Eine nach § 3 Abs. 1 Betriebsrentengesetz unverfallbare Anwartschaft kann allerdings nach § 1 b Abs. 1 bis 3 und 5 Betriebsrentengesetz nach Maßgabe der Absätze 2 bis 6 abgefunden werden. Dieses betrifft aber nicht Vereinbarungen, die dem Arbeitnehmer bis zum Eintritt des Versorgungsfalles ein Wahlrecht einräumen, ob er eine Kapitalzahlung oder eine laufende Leistung in Anspruch nehmen will.
Nach § 3 Abs. 2 Betriebsrentengesetz kann der Arbeitgeber, um unverhältnismäßigen Verwaltungsaufwand zu vermeiden, eine Klein-Anwartschaft beziehungsweise eine Klein-Rente ohne Zustimmung des Arbeitnehmer oder seiner Hinterbliebenen abfinden, wenn deren Monatsbetrag 1% der monatlichen Bezugsgröße nach § 18 Sozialgesetzbuch IV nicht überschreitet.
Das Abfindungsverbot des § 3 Betriebsrentengesetz ist nicht anwendbar, wenn die betrieblichen Altersversorgung lediglich umgestaltet wird und die neuen Versorgungsleistungen wirtschaftlich gleichwertig sind. Dabei kommt es auf den durch Auslegung zu ermittelnden Inhalt der getroffenen Vereinbarungen an.

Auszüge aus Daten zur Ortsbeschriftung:
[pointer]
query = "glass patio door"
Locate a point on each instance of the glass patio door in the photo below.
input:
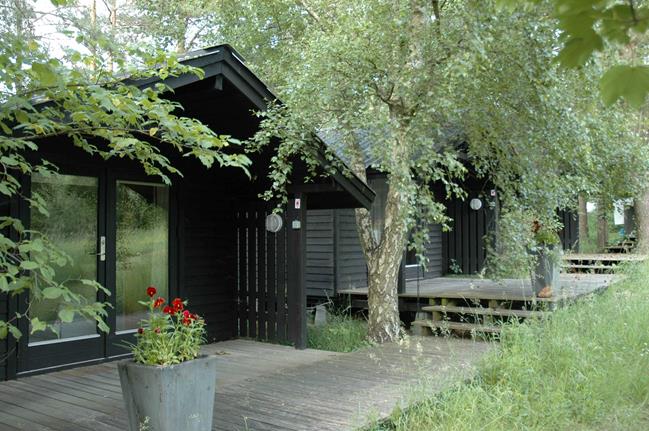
(117, 232)
(75, 226)
(141, 250)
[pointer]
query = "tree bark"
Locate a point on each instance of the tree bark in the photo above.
(642, 221)
(383, 264)
(383, 256)
(629, 222)
(583, 221)
(602, 229)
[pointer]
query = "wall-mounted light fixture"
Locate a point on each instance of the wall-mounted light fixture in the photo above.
(274, 223)
(475, 204)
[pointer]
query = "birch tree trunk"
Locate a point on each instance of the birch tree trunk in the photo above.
(583, 221)
(383, 262)
(602, 229)
(642, 221)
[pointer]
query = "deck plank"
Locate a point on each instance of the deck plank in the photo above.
(260, 386)
(572, 286)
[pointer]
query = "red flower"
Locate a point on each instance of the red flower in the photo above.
(178, 305)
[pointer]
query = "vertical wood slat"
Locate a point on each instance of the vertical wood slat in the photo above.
(243, 272)
(252, 273)
(271, 285)
(481, 225)
(262, 276)
(464, 245)
(282, 332)
(296, 282)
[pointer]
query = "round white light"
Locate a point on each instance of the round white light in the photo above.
(274, 223)
(475, 204)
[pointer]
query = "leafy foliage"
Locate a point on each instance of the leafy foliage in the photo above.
(588, 27)
(171, 334)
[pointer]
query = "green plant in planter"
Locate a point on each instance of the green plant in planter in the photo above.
(548, 258)
(170, 335)
(169, 385)
(544, 236)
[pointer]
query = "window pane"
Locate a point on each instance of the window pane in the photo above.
(72, 226)
(142, 248)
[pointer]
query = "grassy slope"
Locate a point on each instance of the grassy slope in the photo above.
(587, 368)
(341, 333)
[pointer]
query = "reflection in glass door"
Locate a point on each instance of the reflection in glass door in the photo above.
(72, 202)
(142, 248)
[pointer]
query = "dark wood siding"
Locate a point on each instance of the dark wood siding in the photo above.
(569, 234)
(208, 257)
(434, 267)
(320, 239)
(465, 246)
(4, 303)
(351, 268)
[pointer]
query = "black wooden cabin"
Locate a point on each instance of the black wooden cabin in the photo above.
(203, 238)
(335, 258)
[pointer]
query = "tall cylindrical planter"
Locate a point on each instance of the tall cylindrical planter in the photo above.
(166, 398)
(546, 270)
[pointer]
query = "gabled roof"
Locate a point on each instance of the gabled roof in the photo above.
(366, 139)
(223, 62)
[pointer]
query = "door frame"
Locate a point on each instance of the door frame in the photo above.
(59, 355)
(45, 356)
(115, 343)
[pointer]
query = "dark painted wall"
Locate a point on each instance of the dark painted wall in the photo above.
(351, 269)
(570, 233)
(464, 243)
(207, 259)
(434, 253)
(335, 259)
(4, 303)
(320, 252)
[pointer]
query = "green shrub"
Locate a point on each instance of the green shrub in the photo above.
(585, 368)
(341, 333)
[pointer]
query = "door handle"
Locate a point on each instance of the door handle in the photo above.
(102, 249)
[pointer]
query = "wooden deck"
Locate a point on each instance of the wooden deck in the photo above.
(572, 286)
(260, 387)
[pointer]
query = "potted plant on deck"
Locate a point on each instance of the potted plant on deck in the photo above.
(168, 385)
(547, 252)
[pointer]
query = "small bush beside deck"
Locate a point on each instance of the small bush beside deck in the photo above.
(586, 368)
(341, 333)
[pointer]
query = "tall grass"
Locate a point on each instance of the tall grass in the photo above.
(586, 368)
(341, 333)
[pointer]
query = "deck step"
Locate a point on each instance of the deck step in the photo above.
(462, 326)
(485, 311)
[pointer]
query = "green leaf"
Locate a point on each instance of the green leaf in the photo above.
(627, 82)
(66, 315)
(45, 74)
(37, 325)
(52, 292)
(15, 332)
(28, 265)
(578, 49)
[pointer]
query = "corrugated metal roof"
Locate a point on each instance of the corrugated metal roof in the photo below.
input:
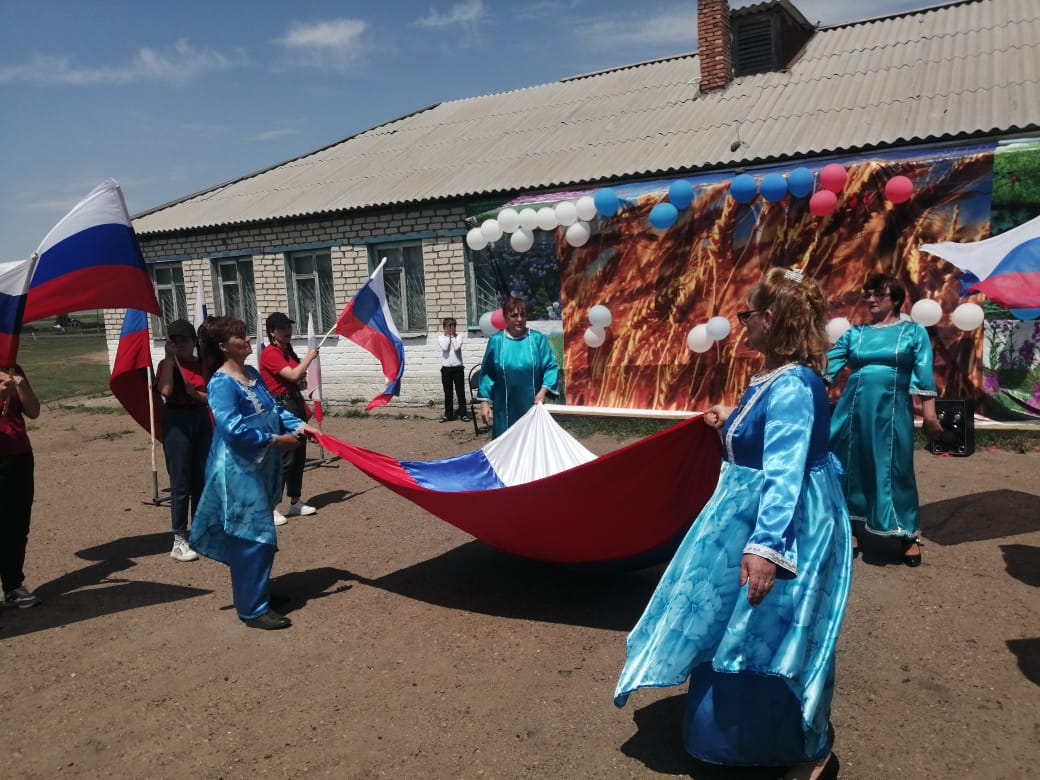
(962, 70)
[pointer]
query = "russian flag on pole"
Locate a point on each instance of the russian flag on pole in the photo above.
(313, 372)
(131, 374)
(91, 260)
(367, 321)
(14, 283)
(1005, 267)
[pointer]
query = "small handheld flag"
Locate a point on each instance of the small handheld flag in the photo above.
(367, 321)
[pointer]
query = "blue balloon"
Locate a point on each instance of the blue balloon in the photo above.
(774, 187)
(664, 215)
(801, 182)
(680, 193)
(744, 188)
(606, 202)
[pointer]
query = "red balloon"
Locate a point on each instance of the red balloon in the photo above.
(823, 203)
(832, 177)
(899, 188)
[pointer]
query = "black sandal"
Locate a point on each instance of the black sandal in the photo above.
(911, 561)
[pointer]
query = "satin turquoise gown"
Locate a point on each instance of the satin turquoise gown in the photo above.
(513, 371)
(760, 677)
(243, 473)
(872, 429)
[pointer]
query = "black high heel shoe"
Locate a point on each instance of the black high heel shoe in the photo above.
(914, 560)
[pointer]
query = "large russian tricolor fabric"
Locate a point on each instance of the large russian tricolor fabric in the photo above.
(91, 260)
(538, 493)
(1005, 267)
(314, 372)
(367, 321)
(14, 283)
(131, 375)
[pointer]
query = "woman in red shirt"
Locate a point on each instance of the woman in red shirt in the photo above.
(285, 375)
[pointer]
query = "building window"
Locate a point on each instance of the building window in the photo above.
(405, 282)
(497, 271)
(235, 291)
(309, 281)
(169, 280)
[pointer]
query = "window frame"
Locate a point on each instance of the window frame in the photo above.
(405, 289)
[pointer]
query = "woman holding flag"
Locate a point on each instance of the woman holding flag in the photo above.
(234, 523)
(285, 375)
(186, 430)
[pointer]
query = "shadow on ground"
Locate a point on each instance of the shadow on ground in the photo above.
(478, 578)
(973, 518)
(93, 591)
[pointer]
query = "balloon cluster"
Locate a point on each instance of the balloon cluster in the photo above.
(520, 226)
(599, 318)
(965, 316)
(801, 182)
(702, 336)
(926, 312)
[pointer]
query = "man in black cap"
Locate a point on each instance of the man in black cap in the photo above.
(285, 375)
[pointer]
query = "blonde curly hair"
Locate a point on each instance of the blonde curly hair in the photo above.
(798, 332)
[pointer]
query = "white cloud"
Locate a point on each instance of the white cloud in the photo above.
(467, 13)
(674, 27)
(177, 65)
(337, 44)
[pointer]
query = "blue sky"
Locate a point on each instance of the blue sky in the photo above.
(170, 98)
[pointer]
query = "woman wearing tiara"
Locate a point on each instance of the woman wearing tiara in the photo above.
(750, 607)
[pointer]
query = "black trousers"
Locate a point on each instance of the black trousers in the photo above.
(453, 377)
(293, 462)
(17, 489)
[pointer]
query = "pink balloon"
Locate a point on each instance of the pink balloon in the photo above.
(832, 177)
(899, 189)
(823, 203)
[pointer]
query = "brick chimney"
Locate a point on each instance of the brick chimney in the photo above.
(715, 44)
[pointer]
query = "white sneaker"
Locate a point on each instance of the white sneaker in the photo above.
(299, 509)
(182, 551)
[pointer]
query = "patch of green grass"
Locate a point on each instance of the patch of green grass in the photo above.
(63, 366)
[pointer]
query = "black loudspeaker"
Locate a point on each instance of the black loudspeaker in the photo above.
(957, 418)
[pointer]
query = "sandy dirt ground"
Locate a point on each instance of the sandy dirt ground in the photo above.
(417, 651)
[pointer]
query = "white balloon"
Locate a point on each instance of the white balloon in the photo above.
(836, 327)
(566, 212)
(599, 316)
(509, 219)
(528, 218)
(698, 340)
(927, 312)
(489, 330)
(586, 207)
(577, 234)
(475, 239)
(546, 218)
(521, 240)
(492, 230)
(968, 316)
(595, 337)
(718, 328)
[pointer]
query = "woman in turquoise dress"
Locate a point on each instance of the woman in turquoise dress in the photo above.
(234, 522)
(872, 430)
(518, 369)
(750, 606)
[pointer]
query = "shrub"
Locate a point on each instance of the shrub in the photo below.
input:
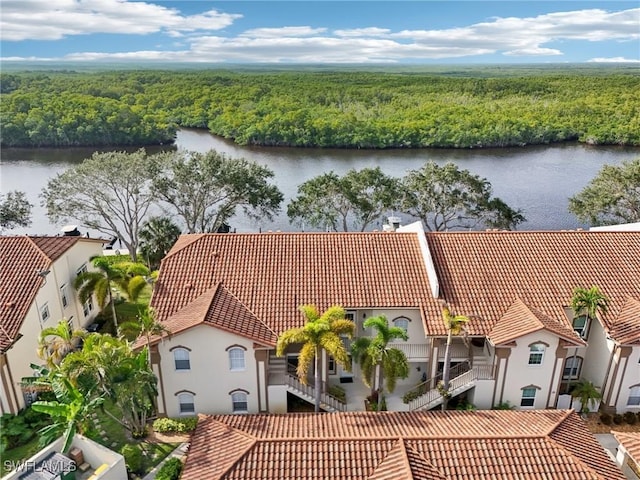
(170, 470)
(338, 392)
(606, 418)
(132, 457)
(175, 425)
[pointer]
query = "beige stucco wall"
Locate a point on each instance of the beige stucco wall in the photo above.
(210, 377)
(520, 374)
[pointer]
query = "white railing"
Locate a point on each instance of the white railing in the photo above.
(326, 400)
(457, 385)
(458, 350)
(413, 350)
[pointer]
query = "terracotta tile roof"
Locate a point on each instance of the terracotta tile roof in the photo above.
(219, 308)
(272, 274)
(20, 258)
(626, 327)
(482, 274)
(519, 320)
(452, 445)
(631, 443)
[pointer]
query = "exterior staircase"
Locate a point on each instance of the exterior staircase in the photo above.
(279, 375)
(464, 379)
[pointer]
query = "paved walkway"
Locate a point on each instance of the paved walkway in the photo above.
(179, 452)
(610, 445)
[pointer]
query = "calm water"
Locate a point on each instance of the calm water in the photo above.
(538, 180)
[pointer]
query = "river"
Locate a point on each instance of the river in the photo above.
(537, 179)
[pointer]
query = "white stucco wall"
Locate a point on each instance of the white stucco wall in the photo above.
(210, 377)
(520, 374)
(628, 378)
(597, 355)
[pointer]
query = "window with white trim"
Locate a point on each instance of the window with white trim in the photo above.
(581, 326)
(236, 359)
(44, 313)
(572, 367)
(536, 354)
(181, 359)
(634, 397)
(401, 322)
(186, 404)
(64, 295)
(87, 307)
(528, 397)
(239, 402)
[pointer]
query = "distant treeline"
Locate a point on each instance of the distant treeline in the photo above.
(318, 109)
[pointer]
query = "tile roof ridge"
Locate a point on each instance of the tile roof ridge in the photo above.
(31, 242)
(221, 285)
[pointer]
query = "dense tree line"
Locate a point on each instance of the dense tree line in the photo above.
(319, 109)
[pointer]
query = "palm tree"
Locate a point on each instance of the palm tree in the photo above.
(376, 357)
(320, 332)
(69, 412)
(56, 342)
(99, 282)
(454, 325)
(589, 301)
(587, 393)
(145, 325)
(157, 236)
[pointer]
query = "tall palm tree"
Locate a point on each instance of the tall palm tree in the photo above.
(157, 236)
(320, 332)
(455, 325)
(376, 357)
(145, 325)
(56, 342)
(99, 283)
(589, 301)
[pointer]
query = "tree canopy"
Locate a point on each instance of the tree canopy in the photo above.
(613, 196)
(15, 210)
(109, 192)
(446, 197)
(344, 109)
(206, 189)
(355, 200)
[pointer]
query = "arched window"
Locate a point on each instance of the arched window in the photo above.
(236, 359)
(401, 322)
(239, 401)
(528, 396)
(634, 396)
(181, 359)
(186, 404)
(572, 367)
(536, 353)
(581, 326)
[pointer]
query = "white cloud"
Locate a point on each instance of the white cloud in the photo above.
(282, 32)
(615, 60)
(56, 19)
(510, 36)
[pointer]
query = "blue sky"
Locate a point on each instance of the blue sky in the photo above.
(389, 32)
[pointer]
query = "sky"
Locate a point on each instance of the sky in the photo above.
(320, 32)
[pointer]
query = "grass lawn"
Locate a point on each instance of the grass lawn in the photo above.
(23, 452)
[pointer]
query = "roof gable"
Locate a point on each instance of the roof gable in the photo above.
(520, 320)
(481, 273)
(21, 258)
(272, 274)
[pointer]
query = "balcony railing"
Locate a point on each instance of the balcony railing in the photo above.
(413, 350)
(326, 399)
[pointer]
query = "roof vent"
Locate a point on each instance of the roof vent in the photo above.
(70, 231)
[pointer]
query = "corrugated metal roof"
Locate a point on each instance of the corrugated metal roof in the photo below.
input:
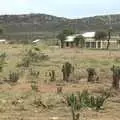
(70, 38)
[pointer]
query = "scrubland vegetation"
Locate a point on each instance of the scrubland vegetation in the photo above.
(40, 82)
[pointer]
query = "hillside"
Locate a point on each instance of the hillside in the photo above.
(43, 22)
(47, 26)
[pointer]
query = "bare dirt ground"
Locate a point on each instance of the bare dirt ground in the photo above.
(17, 100)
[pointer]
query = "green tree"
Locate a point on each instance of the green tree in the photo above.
(62, 36)
(80, 40)
(109, 37)
(1, 30)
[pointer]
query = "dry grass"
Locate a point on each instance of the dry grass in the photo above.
(17, 100)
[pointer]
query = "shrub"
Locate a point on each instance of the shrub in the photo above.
(116, 76)
(84, 99)
(92, 75)
(2, 61)
(52, 76)
(34, 86)
(34, 73)
(67, 69)
(32, 56)
(13, 76)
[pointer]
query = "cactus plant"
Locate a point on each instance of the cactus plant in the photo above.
(13, 76)
(116, 77)
(92, 75)
(67, 69)
(52, 75)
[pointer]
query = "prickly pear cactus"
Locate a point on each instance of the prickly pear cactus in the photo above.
(67, 69)
(116, 77)
(92, 75)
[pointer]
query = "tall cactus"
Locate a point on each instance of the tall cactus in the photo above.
(67, 69)
(116, 77)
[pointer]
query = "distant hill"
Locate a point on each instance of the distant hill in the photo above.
(43, 22)
(52, 24)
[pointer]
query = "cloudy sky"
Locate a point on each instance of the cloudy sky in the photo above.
(63, 8)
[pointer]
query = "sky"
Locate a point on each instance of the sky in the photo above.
(61, 8)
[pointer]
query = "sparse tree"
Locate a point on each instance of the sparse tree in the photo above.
(109, 37)
(1, 31)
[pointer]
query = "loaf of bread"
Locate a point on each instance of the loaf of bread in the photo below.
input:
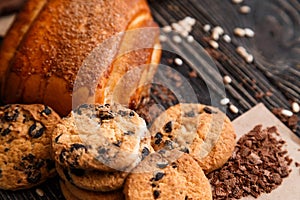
(66, 52)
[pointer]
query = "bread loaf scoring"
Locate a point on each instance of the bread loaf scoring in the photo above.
(48, 43)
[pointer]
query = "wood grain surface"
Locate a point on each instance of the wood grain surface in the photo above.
(273, 78)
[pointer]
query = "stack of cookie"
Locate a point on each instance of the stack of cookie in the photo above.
(96, 147)
(25, 145)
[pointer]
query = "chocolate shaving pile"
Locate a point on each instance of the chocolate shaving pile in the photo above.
(257, 166)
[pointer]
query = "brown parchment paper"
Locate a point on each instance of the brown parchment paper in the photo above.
(290, 187)
(5, 23)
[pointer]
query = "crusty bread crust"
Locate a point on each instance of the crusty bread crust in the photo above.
(44, 64)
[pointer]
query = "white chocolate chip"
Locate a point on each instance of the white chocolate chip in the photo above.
(239, 32)
(227, 38)
(287, 113)
(206, 27)
(233, 109)
(213, 44)
(227, 79)
(177, 39)
(295, 107)
(245, 9)
(167, 29)
(224, 101)
(249, 32)
(178, 61)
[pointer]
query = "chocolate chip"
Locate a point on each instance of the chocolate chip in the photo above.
(102, 150)
(105, 115)
(168, 144)
(57, 138)
(77, 172)
(158, 141)
(46, 111)
(62, 155)
(50, 164)
(5, 132)
(67, 175)
(156, 194)
(77, 146)
(34, 176)
(36, 130)
(158, 135)
(145, 152)
(208, 110)
(129, 133)
(131, 114)
(11, 117)
(159, 176)
(123, 113)
(190, 114)
(185, 150)
(162, 165)
(168, 127)
(118, 143)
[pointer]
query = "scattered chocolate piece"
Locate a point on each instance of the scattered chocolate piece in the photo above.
(156, 194)
(168, 127)
(258, 165)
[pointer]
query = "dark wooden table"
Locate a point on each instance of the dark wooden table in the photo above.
(273, 78)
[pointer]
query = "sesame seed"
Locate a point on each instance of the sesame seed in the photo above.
(239, 32)
(237, 1)
(39, 192)
(249, 32)
(295, 107)
(227, 79)
(167, 29)
(177, 39)
(245, 9)
(227, 38)
(178, 61)
(163, 38)
(218, 30)
(249, 58)
(213, 44)
(206, 27)
(190, 38)
(233, 109)
(286, 113)
(224, 101)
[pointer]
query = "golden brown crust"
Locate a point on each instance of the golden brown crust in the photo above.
(45, 64)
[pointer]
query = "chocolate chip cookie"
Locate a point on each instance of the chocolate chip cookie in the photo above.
(101, 137)
(202, 131)
(25, 150)
(71, 192)
(159, 178)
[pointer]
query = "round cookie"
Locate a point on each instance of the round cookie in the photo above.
(25, 150)
(70, 191)
(93, 180)
(159, 178)
(102, 137)
(202, 131)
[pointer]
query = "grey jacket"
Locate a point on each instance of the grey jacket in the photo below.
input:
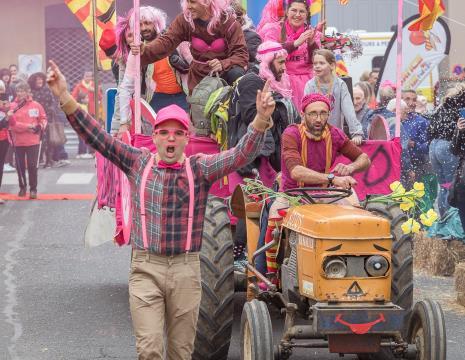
(343, 108)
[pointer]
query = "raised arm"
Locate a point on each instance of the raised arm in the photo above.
(165, 43)
(347, 106)
(238, 55)
(89, 129)
(216, 166)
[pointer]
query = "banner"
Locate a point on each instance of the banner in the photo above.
(106, 19)
(422, 51)
(384, 169)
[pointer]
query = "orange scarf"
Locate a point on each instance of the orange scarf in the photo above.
(305, 137)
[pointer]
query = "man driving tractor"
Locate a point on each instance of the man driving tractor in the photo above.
(308, 154)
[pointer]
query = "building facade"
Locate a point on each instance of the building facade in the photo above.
(48, 28)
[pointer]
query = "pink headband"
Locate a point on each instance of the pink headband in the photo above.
(315, 97)
(266, 51)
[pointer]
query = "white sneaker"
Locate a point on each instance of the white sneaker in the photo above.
(8, 168)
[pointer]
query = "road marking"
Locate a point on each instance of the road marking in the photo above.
(75, 179)
(10, 179)
(14, 197)
(11, 301)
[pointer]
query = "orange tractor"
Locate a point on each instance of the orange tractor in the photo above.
(345, 282)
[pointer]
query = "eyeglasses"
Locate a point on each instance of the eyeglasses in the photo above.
(166, 133)
(313, 115)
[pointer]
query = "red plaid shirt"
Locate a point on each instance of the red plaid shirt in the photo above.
(167, 190)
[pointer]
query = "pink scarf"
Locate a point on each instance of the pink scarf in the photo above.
(291, 34)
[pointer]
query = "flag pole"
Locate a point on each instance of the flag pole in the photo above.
(96, 67)
(137, 80)
(323, 14)
(400, 23)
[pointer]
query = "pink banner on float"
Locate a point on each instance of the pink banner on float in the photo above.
(384, 169)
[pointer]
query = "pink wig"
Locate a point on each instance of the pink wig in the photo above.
(152, 14)
(217, 9)
(122, 47)
(273, 11)
(266, 53)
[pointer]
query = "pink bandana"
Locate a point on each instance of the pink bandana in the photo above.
(163, 165)
(314, 97)
(291, 34)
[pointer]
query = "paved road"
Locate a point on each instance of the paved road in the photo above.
(59, 300)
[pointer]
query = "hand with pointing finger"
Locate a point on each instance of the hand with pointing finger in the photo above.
(265, 107)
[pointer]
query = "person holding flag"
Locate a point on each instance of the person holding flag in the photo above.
(216, 37)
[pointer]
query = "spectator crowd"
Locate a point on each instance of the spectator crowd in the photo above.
(211, 62)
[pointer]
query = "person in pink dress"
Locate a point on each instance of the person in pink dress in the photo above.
(299, 39)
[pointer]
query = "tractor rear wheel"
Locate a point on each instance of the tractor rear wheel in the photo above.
(427, 330)
(402, 266)
(216, 312)
(256, 332)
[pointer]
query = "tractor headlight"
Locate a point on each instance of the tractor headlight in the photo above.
(335, 268)
(376, 265)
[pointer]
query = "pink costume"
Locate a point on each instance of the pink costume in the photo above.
(299, 65)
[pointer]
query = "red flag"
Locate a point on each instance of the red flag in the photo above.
(430, 10)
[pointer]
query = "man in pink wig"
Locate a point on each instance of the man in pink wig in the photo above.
(217, 41)
(162, 80)
(288, 22)
(272, 68)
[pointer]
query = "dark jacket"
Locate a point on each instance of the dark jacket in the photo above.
(242, 112)
(444, 119)
(457, 191)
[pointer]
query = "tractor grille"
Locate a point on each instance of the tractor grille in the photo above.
(292, 264)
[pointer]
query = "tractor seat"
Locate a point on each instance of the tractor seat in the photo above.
(253, 210)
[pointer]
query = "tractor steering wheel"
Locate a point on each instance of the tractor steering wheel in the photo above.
(325, 193)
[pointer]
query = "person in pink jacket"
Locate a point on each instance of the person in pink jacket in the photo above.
(299, 39)
(27, 123)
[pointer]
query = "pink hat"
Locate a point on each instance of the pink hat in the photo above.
(314, 97)
(172, 112)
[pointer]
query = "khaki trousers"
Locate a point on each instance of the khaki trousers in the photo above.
(164, 293)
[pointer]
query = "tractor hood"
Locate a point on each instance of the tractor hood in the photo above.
(327, 221)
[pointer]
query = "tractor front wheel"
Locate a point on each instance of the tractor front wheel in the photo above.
(402, 267)
(256, 332)
(216, 312)
(427, 331)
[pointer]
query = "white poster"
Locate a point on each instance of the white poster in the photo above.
(29, 64)
(422, 51)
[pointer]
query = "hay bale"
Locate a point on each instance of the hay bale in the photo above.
(460, 283)
(421, 253)
(435, 256)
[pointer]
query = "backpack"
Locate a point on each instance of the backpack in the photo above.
(218, 110)
(198, 99)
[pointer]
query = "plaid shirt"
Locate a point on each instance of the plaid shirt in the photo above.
(167, 190)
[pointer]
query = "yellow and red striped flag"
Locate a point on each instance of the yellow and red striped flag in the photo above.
(341, 68)
(315, 7)
(106, 19)
(430, 10)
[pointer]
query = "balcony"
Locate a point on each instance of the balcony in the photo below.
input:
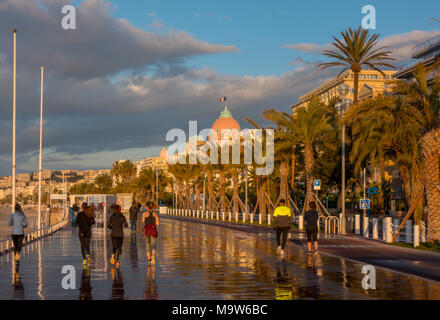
(426, 48)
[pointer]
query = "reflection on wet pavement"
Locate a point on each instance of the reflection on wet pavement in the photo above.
(196, 261)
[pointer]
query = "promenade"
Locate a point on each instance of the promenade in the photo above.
(198, 261)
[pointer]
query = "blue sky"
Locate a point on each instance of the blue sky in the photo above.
(260, 28)
(134, 69)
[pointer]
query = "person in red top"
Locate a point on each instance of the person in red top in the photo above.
(150, 219)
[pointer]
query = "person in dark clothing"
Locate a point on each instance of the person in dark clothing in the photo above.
(134, 211)
(282, 217)
(84, 220)
(311, 220)
(116, 223)
(18, 221)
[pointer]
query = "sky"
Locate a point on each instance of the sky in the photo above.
(134, 69)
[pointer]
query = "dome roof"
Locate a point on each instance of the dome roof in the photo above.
(225, 122)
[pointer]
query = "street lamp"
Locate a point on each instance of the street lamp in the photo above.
(343, 90)
(157, 185)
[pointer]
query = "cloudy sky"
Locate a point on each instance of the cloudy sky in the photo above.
(133, 69)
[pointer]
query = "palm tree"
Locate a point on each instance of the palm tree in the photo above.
(357, 49)
(421, 100)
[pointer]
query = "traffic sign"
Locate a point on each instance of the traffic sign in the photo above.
(316, 184)
(365, 204)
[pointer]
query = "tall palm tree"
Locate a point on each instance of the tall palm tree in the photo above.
(357, 49)
(421, 100)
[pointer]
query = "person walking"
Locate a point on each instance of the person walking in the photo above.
(282, 217)
(134, 211)
(18, 221)
(117, 223)
(150, 219)
(84, 220)
(311, 221)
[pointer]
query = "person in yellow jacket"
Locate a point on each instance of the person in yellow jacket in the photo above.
(282, 217)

_Aufgaben_:
#1 Welchen Monatsbetrag darf eine Klein-Anwartschaft laut dem Artikel über die Abfindung von Betriebsrenten höchstens erreichen, damit der Arbeitgeber sie ohne Zustimmung des Arbeitnehmers abfinden kann?
#2 Übertragen Sie aus dem Artikel über die Abfindung von Betriebsrenten wortgetreu den Abschnitt, der mit den Worten „Nach § 3 Abs. 2“ beginnt, und enden Sie nach den Worten „IV nicht überschreitet.“.
#3 Führen Sie den Artikel über die Abfindung von Betriebsrenten im Anschluss an seinen letzten Satz weiter.

_Gelöste Aufgaben_:
#1 Höchstens 1 % der monatlichen Bezugsgröße nach § 18 Sozialgesetzbuch IV.

#2
Nach § 3 Abs. 2 Betriebsrentengesetz kann der Arbeitgeber, um unverhältnismäßigen Verwaltungsaufwand zu vermeiden, eine Klein-Anwartschaft beziehungsweise eine Klein-Rente ohne Zustimmung des Arbeitnehmer oder seiner Hinterbliebenen abfinden, wenn deren Monatsbetrag 1% der monatlichen Bezugsgröße nach § 18 Sozialgesetzbuch IV nicht überschreitet.

#3
6.8. Erlöschen der verfallbaren Anwartschaft
Die verfallbare Versorgungsanwartschaft erlischt mit dem Ausscheiden des Arbeitnehmers aus dem Unternehmen.
Unterlag das Arbeitsverhältnis dem Bestandsschutz des Kündigungsschutzgesetz, so kann der Wert der verfallbaren Anwartschaft im Rahmen der Abfindungsbemessung nach §§ 9, 10 Kündigungsschutzgesetz berücksichtigt werden.
6.9. Übertragung der Anwartschaft § 4 BetrAVG
So wie bei der Abfindung besteht für die Übertragung gemäß § 4 Abs. 1 Betriebsrentengesetz ebenfalls ein grundsätzlich Übertragungsverbot, was sich jedoch nur auf unverfallbare Anwartschaften bezieht. Der Begriff der Übertragung wird vom Gesetz sowohl als Oberbegriff als auch als Unterfall verwendet, und zwar in der Weise, dass zwischen der Übernahme und der Übertragung im engeren Sinne unterschieden wird. Überdies ist zwischen der für die Arbeitgeber freiwilligen und gesetzlich zwingenden Übertragung zu unterscheiden, wobei die Erteilung eine wertgleichen Zusage durch den neuen Arbeitgeber voraussetzt. Die Übertragung von Anwartschaften ist formfrei möglich.
Akzeptiert der neue Arbeitgeber diesen bestimmten Vertrag nicht, weil er einen anderen Anbieter bevorzugt, hat der Arbeitnehmer das Recht auf Übertragung des im Vertrag befindlichen Kapitals auf einen neuen Vertrag beim Anbieter, den der neue Arbeitgeber anerkennt.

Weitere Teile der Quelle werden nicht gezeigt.